■ **Instructions to follow**
Count the lines of data below that include "audience". Provide only the number.
-- Exercise data follows --
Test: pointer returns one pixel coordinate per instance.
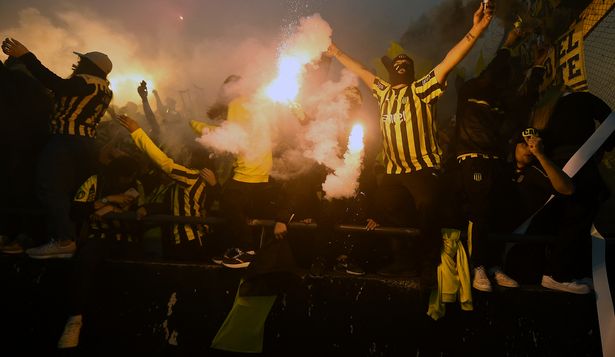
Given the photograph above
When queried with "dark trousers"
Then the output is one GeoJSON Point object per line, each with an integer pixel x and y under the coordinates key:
{"type": "Point", "coordinates": [481, 179]}
{"type": "Point", "coordinates": [240, 201]}
{"type": "Point", "coordinates": [424, 189]}
{"type": "Point", "coordinates": [64, 164]}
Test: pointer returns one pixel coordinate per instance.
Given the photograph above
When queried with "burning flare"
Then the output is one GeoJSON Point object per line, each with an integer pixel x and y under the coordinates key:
{"type": "Point", "coordinates": [124, 85]}
{"type": "Point", "coordinates": [285, 87]}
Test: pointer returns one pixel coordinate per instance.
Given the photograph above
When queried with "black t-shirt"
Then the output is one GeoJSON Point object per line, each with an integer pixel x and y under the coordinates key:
{"type": "Point", "coordinates": [526, 192]}
{"type": "Point", "coordinates": [573, 121]}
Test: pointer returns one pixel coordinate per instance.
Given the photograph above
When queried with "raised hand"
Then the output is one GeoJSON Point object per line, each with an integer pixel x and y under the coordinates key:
{"type": "Point", "coordinates": [142, 90]}
{"type": "Point", "coordinates": [127, 122]}
{"type": "Point", "coordinates": [208, 176]}
{"type": "Point", "coordinates": [483, 16]}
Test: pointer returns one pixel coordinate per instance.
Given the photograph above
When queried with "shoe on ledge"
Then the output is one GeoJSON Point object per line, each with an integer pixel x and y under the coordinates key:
{"type": "Point", "coordinates": [573, 287]}
{"type": "Point", "coordinates": [53, 249]}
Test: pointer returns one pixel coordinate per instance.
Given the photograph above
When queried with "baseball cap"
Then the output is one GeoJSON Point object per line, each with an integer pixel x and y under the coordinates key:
{"type": "Point", "coordinates": [100, 59]}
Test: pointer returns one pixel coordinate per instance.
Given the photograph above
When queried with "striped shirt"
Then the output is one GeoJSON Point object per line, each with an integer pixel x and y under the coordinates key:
{"type": "Point", "coordinates": [407, 123]}
{"type": "Point", "coordinates": [188, 192]}
{"type": "Point", "coordinates": [80, 101]}
{"type": "Point", "coordinates": [88, 193]}
{"type": "Point", "coordinates": [80, 115]}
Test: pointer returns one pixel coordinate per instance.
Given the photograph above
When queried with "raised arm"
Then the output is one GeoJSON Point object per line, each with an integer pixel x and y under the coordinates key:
{"type": "Point", "coordinates": [177, 172]}
{"type": "Point", "coordinates": [14, 48]}
{"type": "Point", "coordinates": [482, 19]}
{"type": "Point", "coordinates": [351, 64]}
{"type": "Point", "coordinates": [561, 182]}
{"type": "Point", "coordinates": [147, 109]}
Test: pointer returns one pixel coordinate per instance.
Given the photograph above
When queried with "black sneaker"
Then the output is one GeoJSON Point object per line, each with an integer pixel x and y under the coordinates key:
{"type": "Point", "coordinates": [242, 260]}
{"type": "Point", "coordinates": [345, 264]}
{"type": "Point", "coordinates": [229, 253]}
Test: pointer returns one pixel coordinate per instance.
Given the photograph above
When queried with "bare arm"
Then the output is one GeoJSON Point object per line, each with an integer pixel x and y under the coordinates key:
{"type": "Point", "coordinates": [482, 19]}
{"type": "Point", "coordinates": [352, 65]}
{"type": "Point", "coordinates": [147, 109]}
{"type": "Point", "coordinates": [561, 182]}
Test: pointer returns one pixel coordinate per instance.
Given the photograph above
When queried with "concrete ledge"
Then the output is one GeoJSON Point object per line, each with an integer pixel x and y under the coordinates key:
{"type": "Point", "coordinates": [139, 305]}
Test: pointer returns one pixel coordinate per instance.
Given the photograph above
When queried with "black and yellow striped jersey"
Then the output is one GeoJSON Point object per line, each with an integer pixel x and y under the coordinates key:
{"type": "Point", "coordinates": [407, 123]}
{"type": "Point", "coordinates": [80, 101]}
{"type": "Point", "coordinates": [188, 193]}
{"type": "Point", "coordinates": [89, 192]}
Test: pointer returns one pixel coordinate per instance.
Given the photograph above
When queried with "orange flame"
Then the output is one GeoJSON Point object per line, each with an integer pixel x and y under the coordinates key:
{"type": "Point", "coordinates": [355, 140]}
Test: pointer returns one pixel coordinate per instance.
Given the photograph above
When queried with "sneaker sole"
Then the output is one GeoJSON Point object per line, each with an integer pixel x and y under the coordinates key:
{"type": "Point", "coordinates": [61, 256]}
{"type": "Point", "coordinates": [13, 251]}
{"type": "Point", "coordinates": [559, 288]}
{"type": "Point", "coordinates": [237, 266]}
{"type": "Point", "coordinates": [506, 285]}
{"type": "Point", "coordinates": [354, 273]}
{"type": "Point", "coordinates": [485, 289]}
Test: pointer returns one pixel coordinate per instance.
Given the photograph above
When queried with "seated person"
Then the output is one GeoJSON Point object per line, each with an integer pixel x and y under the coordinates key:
{"type": "Point", "coordinates": [534, 179]}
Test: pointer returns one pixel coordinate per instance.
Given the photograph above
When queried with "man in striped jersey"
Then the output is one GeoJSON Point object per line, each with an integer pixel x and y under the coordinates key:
{"type": "Point", "coordinates": [407, 123]}
{"type": "Point", "coordinates": [190, 190]}
{"type": "Point", "coordinates": [69, 157]}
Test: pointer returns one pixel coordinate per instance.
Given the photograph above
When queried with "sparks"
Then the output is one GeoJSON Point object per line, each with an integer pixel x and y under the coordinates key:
{"type": "Point", "coordinates": [285, 87]}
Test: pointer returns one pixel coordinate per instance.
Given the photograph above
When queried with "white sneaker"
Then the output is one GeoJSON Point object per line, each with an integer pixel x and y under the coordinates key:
{"type": "Point", "coordinates": [568, 286]}
{"type": "Point", "coordinates": [481, 281]}
{"type": "Point", "coordinates": [502, 279]}
{"type": "Point", "coordinates": [53, 249]}
{"type": "Point", "coordinates": [586, 281]}
{"type": "Point", "coordinates": [70, 336]}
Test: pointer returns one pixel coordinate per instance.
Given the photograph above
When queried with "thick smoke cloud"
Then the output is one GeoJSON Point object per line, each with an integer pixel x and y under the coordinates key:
{"type": "Point", "coordinates": [275, 126]}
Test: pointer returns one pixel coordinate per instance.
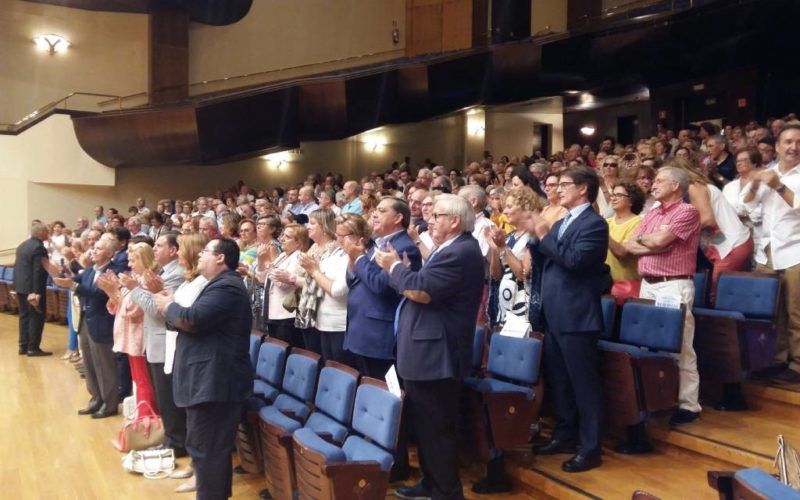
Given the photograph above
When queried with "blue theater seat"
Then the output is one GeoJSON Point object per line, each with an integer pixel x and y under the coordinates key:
{"type": "Point", "coordinates": [360, 467]}
{"type": "Point", "coordinates": [739, 334]}
{"type": "Point", "coordinates": [333, 407]}
{"type": "Point", "coordinates": [640, 376]}
{"type": "Point", "coordinates": [269, 363]}
{"type": "Point", "coordinates": [503, 405]}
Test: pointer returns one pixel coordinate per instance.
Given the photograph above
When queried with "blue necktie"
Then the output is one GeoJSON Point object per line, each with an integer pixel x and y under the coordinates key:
{"type": "Point", "coordinates": [563, 227]}
{"type": "Point", "coordinates": [404, 299]}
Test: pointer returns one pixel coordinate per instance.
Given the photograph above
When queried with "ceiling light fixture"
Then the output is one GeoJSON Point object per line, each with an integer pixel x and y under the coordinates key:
{"type": "Point", "coordinates": [51, 43]}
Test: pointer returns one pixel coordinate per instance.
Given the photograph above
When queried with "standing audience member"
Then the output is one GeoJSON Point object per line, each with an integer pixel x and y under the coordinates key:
{"type": "Point", "coordinates": [666, 243]}
{"type": "Point", "coordinates": [30, 284]}
{"type": "Point", "coordinates": [781, 207]}
{"type": "Point", "coordinates": [129, 324]}
{"type": "Point", "coordinates": [326, 279]}
{"type": "Point", "coordinates": [435, 326]}
{"type": "Point", "coordinates": [213, 374]}
{"type": "Point", "coordinates": [574, 276]}
{"type": "Point", "coordinates": [96, 333]}
{"type": "Point", "coordinates": [170, 277]}
{"type": "Point", "coordinates": [371, 302]}
{"type": "Point", "coordinates": [280, 279]}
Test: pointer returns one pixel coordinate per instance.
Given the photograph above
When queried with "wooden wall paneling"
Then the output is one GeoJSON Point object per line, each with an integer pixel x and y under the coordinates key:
{"type": "Point", "coordinates": [149, 137]}
{"type": "Point", "coordinates": [168, 64]}
{"type": "Point", "coordinates": [424, 27]}
{"type": "Point", "coordinates": [456, 24]}
{"type": "Point", "coordinates": [322, 110]}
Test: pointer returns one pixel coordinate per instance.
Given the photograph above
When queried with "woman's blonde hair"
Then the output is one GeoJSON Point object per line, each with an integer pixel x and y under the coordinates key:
{"type": "Point", "coordinates": [189, 247]}
{"type": "Point", "coordinates": [525, 198]}
{"type": "Point", "coordinates": [145, 254]}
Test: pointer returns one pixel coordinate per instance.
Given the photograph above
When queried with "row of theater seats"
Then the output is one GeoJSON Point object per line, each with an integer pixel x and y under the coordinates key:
{"type": "Point", "coordinates": [735, 335]}
{"type": "Point", "coordinates": [57, 298]}
{"type": "Point", "coordinates": [331, 434]}
{"type": "Point", "coordinates": [750, 484]}
{"type": "Point", "coordinates": [317, 433]}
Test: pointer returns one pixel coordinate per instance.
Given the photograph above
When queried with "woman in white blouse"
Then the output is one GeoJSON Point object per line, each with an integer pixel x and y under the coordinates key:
{"type": "Point", "coordinates": [280, 277]}
{"type": "Point", "coordinates": [189, 248]}
{"type": "Point", "coordinates": [747, 162]}
{"type": "Point", "coordinates": [326, 267]}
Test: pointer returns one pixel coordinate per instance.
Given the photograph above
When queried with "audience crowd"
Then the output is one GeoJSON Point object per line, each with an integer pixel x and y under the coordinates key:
{"type": "Point", "coordinates": [319, 262]}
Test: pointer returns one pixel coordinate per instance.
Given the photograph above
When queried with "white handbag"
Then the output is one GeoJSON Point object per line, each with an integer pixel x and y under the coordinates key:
{"type": "Point", "coordinates": [152, 464]}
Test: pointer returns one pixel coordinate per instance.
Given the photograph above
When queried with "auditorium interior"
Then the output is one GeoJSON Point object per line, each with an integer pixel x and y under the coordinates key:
{"type": "Point", "coordinates": [106, 101]}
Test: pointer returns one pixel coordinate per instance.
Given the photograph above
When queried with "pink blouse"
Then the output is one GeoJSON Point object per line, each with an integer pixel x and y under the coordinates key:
{"type": "Point", "coordinates": [128, 326]}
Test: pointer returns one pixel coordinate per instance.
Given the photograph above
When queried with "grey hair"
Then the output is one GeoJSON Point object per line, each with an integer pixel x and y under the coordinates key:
{"type": "Point", "coordinates": [477, 192]}
{"type": "Point", "coordinates": [678, 175]}
{"type": "Point", "coordinates": [451, 204]}
{"type": "Point", "coordinates": [720, 139]}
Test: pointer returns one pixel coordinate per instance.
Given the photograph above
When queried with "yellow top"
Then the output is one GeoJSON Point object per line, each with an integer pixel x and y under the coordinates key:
{"type": "Point", "coordinates": [624, 269]}
{"type": "Point", "coordinates": [502, 222]}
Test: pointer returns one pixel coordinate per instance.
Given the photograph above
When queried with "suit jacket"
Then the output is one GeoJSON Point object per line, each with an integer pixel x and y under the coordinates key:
{"type": "Point", "coordinates": [436, 324]}
{"type": "Point", "coordinates": [119, 263]}
{"type": "Point", "coordinates": [371, 302]}
{"type": "Point", "coordinates": [99, 321]}
{"type": "Point", "coordinates": [155, 330]}
{"type": "Point", "coordinates": [212, 362]}
{"type": "Point", "coordinates": [29, 274]}
{"type": "Point", "coordinates": [574, 274]}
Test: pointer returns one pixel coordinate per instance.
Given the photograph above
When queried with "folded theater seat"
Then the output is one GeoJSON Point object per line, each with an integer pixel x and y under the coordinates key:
{"type": "Point", "coordinates": [358, 468]}
{"type": "Point", "coordinates": [640, 376]}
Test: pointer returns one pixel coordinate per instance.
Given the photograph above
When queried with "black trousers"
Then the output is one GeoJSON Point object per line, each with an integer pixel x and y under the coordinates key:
{"type": "Point", "coordinates": [174, 418]}
{"type": "Point", "coordinates": [372, 367]}
{"type": "Point", "coordinates": [31, 322]}
{"type": "Point", "coordinates": [210, 435]}
{"type": "Point", "coordinates": [572, 371]}
{"type": "Point", "coordinates": [433, 406]}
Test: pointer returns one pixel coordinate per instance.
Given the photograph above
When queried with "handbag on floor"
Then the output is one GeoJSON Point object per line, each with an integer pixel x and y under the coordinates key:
{"type": "Point", "coordinates": [146, 431]}
{"type": "Point", "coordinates": [152, 464]}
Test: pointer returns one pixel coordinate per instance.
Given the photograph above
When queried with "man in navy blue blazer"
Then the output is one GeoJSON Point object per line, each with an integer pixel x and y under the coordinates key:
{"type": "Point", "coordinates": [96, 333]}
{"type": "Point", "coordinates": [573, 278]}
{"type": "Point", "coordinates": [435, 325]}
{"type": "Point", "coordinates": [371, 302]}
{"type": "Point", "coordinates": [212, 375]}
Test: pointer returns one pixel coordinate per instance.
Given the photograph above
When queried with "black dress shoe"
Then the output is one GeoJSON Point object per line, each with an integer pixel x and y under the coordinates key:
{"type": "Point", "coordinates": [555, 447]}
{"type": "Point", "coordinates": [38, 352]}
{"type": "Point", "coordinates": [582, 463]}
{"type": "Point", "coordinates": [682, 416]}
{"type": "Point", "coordinates": [769, 372]}
{"type": "Point", "coordinates": [416, 492]}
{"type": "Point", "coordinates": [402, 473]}
{"type": "Point", "coordinates": [89, 410]}
{"type": "Point", "coordinates": [104, 413]}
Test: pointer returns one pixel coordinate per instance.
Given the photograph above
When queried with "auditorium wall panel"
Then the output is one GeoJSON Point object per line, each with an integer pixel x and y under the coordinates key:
-- Exercise data concluded --
■ **Written response**
2